▸ **EXCERPTED TEXT**:
______________________________

The demand trajectories are generated by a state space model. A single hidden state - the level - is used and generates observations in sequence. Each newly generated observation is drawned from a probability distribution - here a negative binomial - and this observation is used to update the state.

The pseudo-code that governs the state is given by:

level[t = 0] = 1

foreach t:
mean[t]        = baseline[t] * level[t]
variance[t]    = mean[t] * dispersion
observation[t] = DrawNegativeBinomial(mean[t], variance[t])
level[t + 1]   = (1 - alpha) * level[t] + alpha * observation[t] / baseline[t]


If alpha = 0, the state space model is equivalent to a sequence of negative binomial distributions with mean = baseline[t] and variance[t] = baseline[t] * dispersion.

The number of trajectories used is also an input of the computation : the more trajectories, the more precise the computation, but also the longer it takes to compute. Similarly to the horizon, it is always beneficial to the precision to increase the number of trajectories, but past a certain point the precision gain becomes negligible.

______________________________

▸ **AVAILABLE DATA**:
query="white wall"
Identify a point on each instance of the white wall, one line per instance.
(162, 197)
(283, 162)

______________________________

▸ **OBJECTIVES**:
a) Set down the part of the passage on demand trajectories starting at "The number of trajectories used" and ending at "gain becomes negligible.".
b) According to the passage on demand trajectories, what probability distribution is each newly generated observation drawn from?
c) Continue the passage on demand trajectories from its last sentence.

▸ **TASK RESULTS**:
a)
The number of trajectories used is also an input of the computation : the more trajectories, the more precise the computation, but also the longer it takes to compute. Similarly to the horizon, it is always beneficial to the precision to increase the number of trajectories, but past a certain point the precision gain becomes negligible.

b) A negative binomial distribution.

c)
### Function signature

/// Returns two zedfuncs associated to the marginal outcome of ordering units.
/// The space considered is the ordering space.
call actionrwd.reward<Items, Periods, Orders>(
/// Defines a non-ambiguous ordering per item (i.e. distinct values required).
Periods.TimeIndex: number as "TimeIndex",
/// The baseline of the average demand over each period.
Periods.Baseline: number as "Baseline",
/// The dispersion parameter (variance divided by mean) of the demand for each item.
Items.Dispersion: number as "Dispersion",
/// The update speed parameter of the ISSM model for each item.
Items.Alpha: number as "Alpha",
/// Stock on hand at the time the order is placed.
Items.StockOnHand: number as "StockOnHand",
/// Lead time, unit is abitrary time step, must be consistent with StepOfReorder.
/// Estimated next reorder time, in arbitrary time steps.
Items.StepOfReorder: number as "StepOfReorder",
/// Estimated order’s arrival period, zero-indexed.
/// ArrivalTime and StockOnOrder must be both present, or both absent.
Orders.ArrivalTime?: ranvar as "ArrivalTime",
/// Quantity associated to the pending order. Stock is assumed available at the beginning of the period.
Orders.StockOnOrder?: number as "StockOnOrder",
/// Number of trajectories used to evaluate to action reward.
scalar.Samples?: number as "Samples",
/// Seed used for the trajectory generator.
scalar.Seed?: number as "Seed",
Items -> Periods,
?Items -> Orders) : {
/// Probability of servicing the nth ordered unit while having the
/// responsibility to do so.
Items.SellThrough: zedfunc,
/// Mean estimate of the number of periods of carrying cost for the nth
/// ordered unit.
Items.HoldingTime: zedfunc
} as "actionrwd.reward"